*** TEXT SEGMENT

Combining Ownership with a Tenant-in-Common Agreement | Think Realty | A Real Estate of Mind
Business Fundamentals

Combining Ownership with a Tenant-in-Common Agreement

Breaking Up is Not So Hard to Do, When Combining Ownership of Property as a Single-Member LLC with a Tenant-in-Common Agreement

Breaking Up is Not So Hard to Do, When Combining Ownership of Property as a Single-Member LLC with a Tenant-in-Common Agreement

Limited liability companies are young creatures recently created by state statutes. By contrast, the law of tenants in common is centuries old, with much of it dating back to English law. In a May-December romance, these are wed into what is often the best structure for holding multiple-owner investment properties.

******
*** SUPPLIED RECORDS

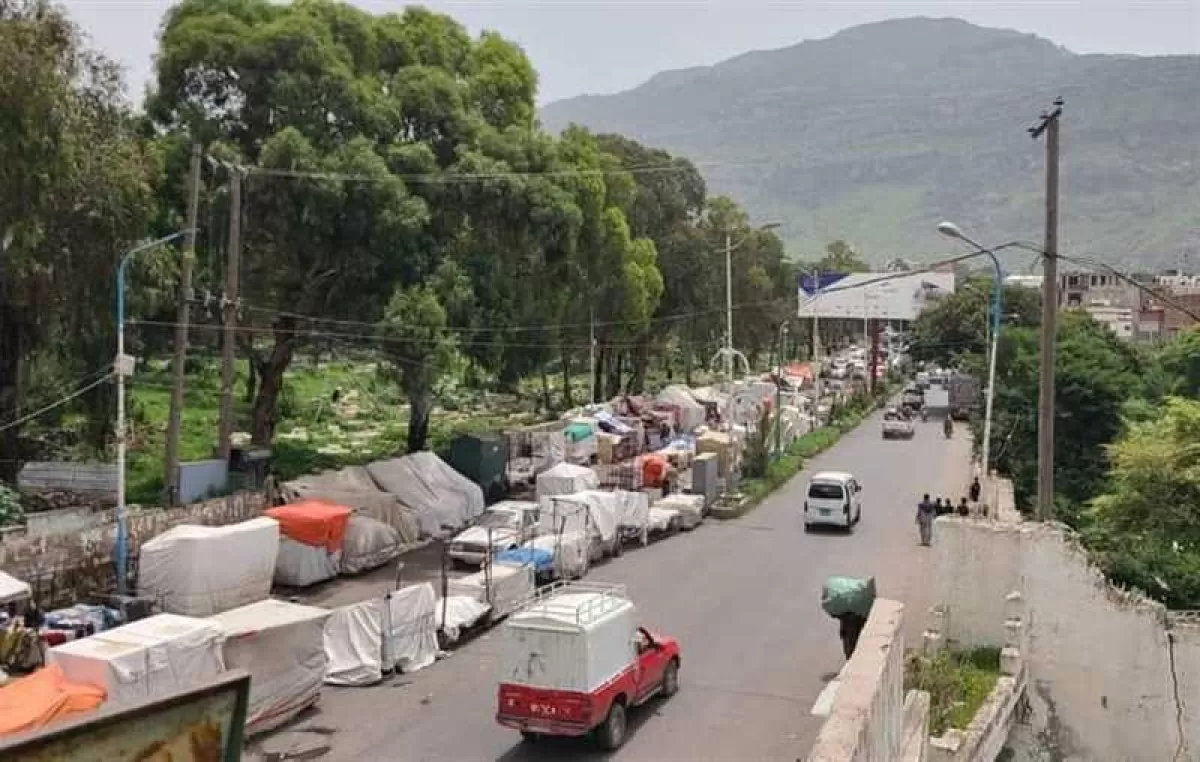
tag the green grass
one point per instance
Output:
(958, 684)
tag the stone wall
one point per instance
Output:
(65, 565)
(1110, 675)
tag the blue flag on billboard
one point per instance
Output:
(811, 285)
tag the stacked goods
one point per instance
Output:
(198, 571)
(281, 646)
(148, 659)
(313, 537)
(369, 544)
(565, 479)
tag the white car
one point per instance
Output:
(509, 525)
(833, 499)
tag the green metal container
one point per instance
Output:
(483, 459)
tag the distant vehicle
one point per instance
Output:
(574, 660)
(509, 525)
(897, 425)
(964, 390)
(833, 499)
(912, 397)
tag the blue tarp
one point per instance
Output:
(540, 559)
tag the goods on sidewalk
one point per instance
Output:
(369, 544)
(847, 595)
(281, 646)
(442, 497)
(145, 659)
(45, 697)
(313, 534)
(565, 479)
(198, 571)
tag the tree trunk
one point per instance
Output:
(612, 378)
(568, 397)
(545, 390)
(11, 354)
(641, 359)
(420, 406)
(265, 413)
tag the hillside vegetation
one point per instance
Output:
(879, 132)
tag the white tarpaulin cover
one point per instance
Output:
(441, 496)
(459, 612)
(354, 487)
(12, 589)
(147, 659)
(690, 507)
(570, 552)
(198, 571)
(691, 413)
(633, 510)
(510, 587)
(281, 646)
(303, 565)
(369, 544)
(565, 479)
(354, 643)
(411, 633)
(661, 517)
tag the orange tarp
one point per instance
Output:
(43, 697)
(654, 469)
(313, 522)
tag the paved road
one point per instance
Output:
(743, 599)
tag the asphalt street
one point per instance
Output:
(742, 597)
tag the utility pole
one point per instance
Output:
(729, 310)
(1049, 125)
(592, 355)
(229, 305)
(185, 312)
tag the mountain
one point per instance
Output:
(881, 131)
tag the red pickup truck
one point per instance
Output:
(575, 661)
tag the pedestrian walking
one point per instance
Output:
(927, 513)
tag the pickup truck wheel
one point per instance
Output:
(612, 731)
(671, 678)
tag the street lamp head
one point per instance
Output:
(951, 231)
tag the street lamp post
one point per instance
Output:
(730, 246)
(124, 366)
(997, 295)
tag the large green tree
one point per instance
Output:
(75, 191)
(317, 88)
(1096, 373)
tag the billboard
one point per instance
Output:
(880, 295)
(201, 725)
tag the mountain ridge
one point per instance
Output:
(875, 133)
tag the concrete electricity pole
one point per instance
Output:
(1048, 125)
(229, 304)
(185, 312)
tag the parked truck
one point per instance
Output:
(964, 391)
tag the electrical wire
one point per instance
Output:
(42, 411)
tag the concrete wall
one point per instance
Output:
(867, 720)
(1104, 665)
(63, 565)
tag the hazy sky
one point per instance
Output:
(581, 46)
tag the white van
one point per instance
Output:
(833, 498)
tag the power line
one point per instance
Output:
(73, 395)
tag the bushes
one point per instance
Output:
(958, 684)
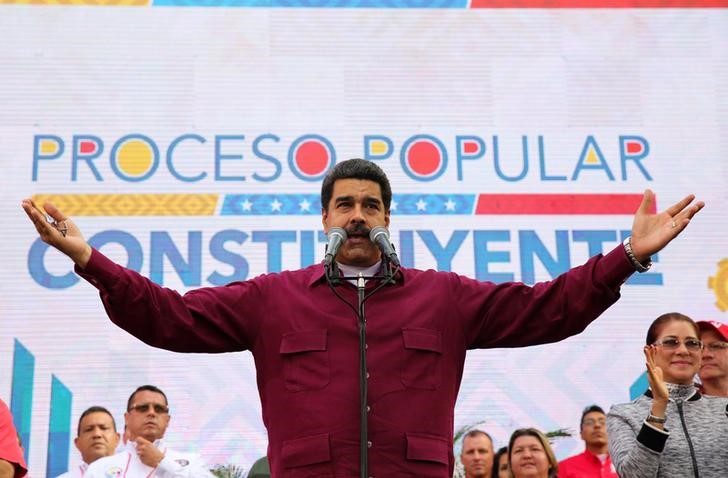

******

▶ _TASKS TO CARRY OUT_:
• A. Please copy, word for word, the passage of the article on tenant-in-common agreements from "Limited liability companies" up to and including "multiple-owner investment properties.".
• B. In one to three sentences, explain why the article on tenant-in-common agreements describes the pairing of limited liability companies with tenant-in-common law as a May-December romance.

▶ _RESULTS FOR THE EXERCISE_:
• A.
Limited liability companies are young creatures recently created by state statutes. By contrast, the law of tenants in common is centuries old, with much of it dating back to English law. In a May-December romance, these are wed into what is often the best structure for holding multiple-owner investment properties.

• B. Limited liability companies are young, recently created by state statutes. The law of tenants in common is centuries old, with much of it dating back to English law. Joining them therefore weds something very new to something very old.